:: What to do ::
Please pick up the film review of the A Tribe Called Quest documentary below and continue writing it from its last sentence.

++++ Text section

Saturday, September 17, 2011

CAN I KICK IT? YES YOU CAN!!!!: a review of "Beats, Rhymes & Life: The Travels Of A Tribe Called Quest"


“BEATS, RHYMES AND LIFE: THE TRAVELS OF A TRIBE CALLED QUEST”
Directed by Michael Rapaport
**** (four stars)

“Back in the days when I was a teenager
Before I had status and before I had a pager
You could find the Abstract listening to hip-hop
My pops used to say it reminded him of be-bop”
-A Tribe Called Quest (“Excursions”)

I was, and to an extent (and for much different reasons), remain a hip-hop skeptic.

With music, the sounds that immediately grabbed my ears, mind, heart and soul were the songs that played on the radio during the 1970s. My parents have often told me that side two of The Beatles’ “Abbey Road” album would soothe me unlike anything else when I was a baby. During my nursery school years, I had profound connections to songs like The Temptations’ “Papa Was A Rolling Stone,” Seals and Crofts’ “Summer Breeze” and side one of Elton John’s classic “Goodbye Yellow Brick Road” album. As I grew older, my tastes naturally gravitated to the sounds and power of rock music with Chicago’s WLS-AM becoming my beloved station of choice, the station's DJ as heroes and Peter Frampton, Fleetwood Mac, The Eagles, Queen, E.L.O. and KISS emerging as personal favorites. By the time I was nine years old in 1978, The Beatles became an obsession, an obsession I hold just as tightly onto today.

Around that time, as I took the bus to school with the radio blaring the R&B of the day via WJPC, a new sound blasted through the speakers and grabbed the complete attention of every child so forcefully, it could have been physical. The song was “Rapper’s Delight” by The Sugarhill Gang. Utilizing the basic tracks from Chic’s “Good Times,” “Rapper’s Delight,” long acknowledged as possibly being the first rap song, became the song that everyone on that school bus loved and was determined to learn—even me! Also, during that period, I found myself being drawn to tracks like Kurtis Blow’s “The Breaks” and “The Message” by Grandmaster Flash and the Furious Five at family reunions and barbeques but my musical heart fiercely (perhaps too fiercely) held its allegiance to rock and roll and nothing was going to tear me away from it.

++++++++
++++ Records supplied

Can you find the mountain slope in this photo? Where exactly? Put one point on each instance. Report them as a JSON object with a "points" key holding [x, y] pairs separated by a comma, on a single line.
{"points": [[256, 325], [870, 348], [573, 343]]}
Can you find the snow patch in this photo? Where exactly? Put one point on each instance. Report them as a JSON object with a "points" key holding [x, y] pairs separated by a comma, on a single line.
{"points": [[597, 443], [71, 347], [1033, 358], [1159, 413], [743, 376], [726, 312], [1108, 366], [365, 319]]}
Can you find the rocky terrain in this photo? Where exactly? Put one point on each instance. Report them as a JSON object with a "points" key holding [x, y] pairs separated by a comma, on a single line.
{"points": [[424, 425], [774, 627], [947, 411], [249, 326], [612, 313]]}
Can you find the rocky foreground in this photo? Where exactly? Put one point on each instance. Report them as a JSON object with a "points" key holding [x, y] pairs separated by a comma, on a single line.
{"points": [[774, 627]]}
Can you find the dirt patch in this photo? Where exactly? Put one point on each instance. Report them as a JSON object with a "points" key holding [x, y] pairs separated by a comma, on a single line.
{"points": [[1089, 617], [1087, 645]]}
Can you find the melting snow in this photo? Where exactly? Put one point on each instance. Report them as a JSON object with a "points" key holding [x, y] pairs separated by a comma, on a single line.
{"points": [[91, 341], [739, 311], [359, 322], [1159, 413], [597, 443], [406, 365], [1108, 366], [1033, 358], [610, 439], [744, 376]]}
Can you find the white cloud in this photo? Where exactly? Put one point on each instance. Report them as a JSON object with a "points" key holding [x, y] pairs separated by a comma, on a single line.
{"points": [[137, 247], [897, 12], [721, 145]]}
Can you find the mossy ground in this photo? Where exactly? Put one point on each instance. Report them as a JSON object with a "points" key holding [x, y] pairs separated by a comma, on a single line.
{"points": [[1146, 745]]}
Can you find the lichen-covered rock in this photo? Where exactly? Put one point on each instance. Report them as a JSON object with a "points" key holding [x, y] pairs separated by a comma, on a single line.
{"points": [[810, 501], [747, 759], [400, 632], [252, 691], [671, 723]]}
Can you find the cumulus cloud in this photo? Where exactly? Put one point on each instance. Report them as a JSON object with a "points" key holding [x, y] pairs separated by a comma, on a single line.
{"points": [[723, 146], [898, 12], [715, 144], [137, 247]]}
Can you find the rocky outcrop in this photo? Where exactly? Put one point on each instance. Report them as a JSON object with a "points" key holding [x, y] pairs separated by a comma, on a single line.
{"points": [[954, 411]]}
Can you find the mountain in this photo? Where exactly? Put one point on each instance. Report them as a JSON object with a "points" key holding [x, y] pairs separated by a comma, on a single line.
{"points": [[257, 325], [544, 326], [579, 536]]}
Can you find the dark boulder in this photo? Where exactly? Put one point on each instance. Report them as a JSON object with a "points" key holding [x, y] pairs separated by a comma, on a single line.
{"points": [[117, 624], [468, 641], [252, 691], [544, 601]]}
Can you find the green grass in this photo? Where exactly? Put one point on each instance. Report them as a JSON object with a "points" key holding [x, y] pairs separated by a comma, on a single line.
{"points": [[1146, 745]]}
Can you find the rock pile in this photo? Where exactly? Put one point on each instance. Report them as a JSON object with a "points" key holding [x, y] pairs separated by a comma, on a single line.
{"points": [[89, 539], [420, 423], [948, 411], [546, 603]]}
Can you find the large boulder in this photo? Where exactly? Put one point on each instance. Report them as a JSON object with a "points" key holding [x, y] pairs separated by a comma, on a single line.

++++++++

:: Response to this task ::
By the time Run-DMC exploded onto the musical scene during my high school years, I had vehemently (and wrongly) rejected them and the whole concept of rap music as an art form altogether. Maybe it was a way to remain tight with certain friends and social circle. Definitely it was largely due to my status as a drummer as I could not see the musical validity in synthetic beats and people just…speaking in rhymes. I didn’t get it. I didn’t understand it and I just didn’t want to. It wasn’t what I had thought of as music and so, I desired nothing more that for it to be kept as far away from me as possible.

I finally saw the light and began to bob my head while in college, 1989 to be exact. While visiting a friend and fellow student radio DJ in his dorm room, he forced me to sit down and finally take a listen to a then recently released hip-hop album that he felt would be the one that I would like for certain. As I sat and waited for him to cue the CD, I had my guard up and was more than prepared to barely tolerate the entire experience at best. By the end of the album, I dramatically realized that he was absolutely correct and I was, and had been, completely and utterly wrong. Not only did I like the album, I LOVED it and soon purchased a copy for myself. The album in question was “3 Ft High and Rising” by De La Soul.

Soon thereafter, and almost by accident, I sat in my own dorm room and listened from front to back and reading the lyric sheet the entire time, to an album many of my friends and fellow student DJs had been salivating over and I had paid absolutely no attention to. That album was “Fear Of A Black Planet” by Public Enemy, an album I still feel is easily one of the best albums I have ever listened to.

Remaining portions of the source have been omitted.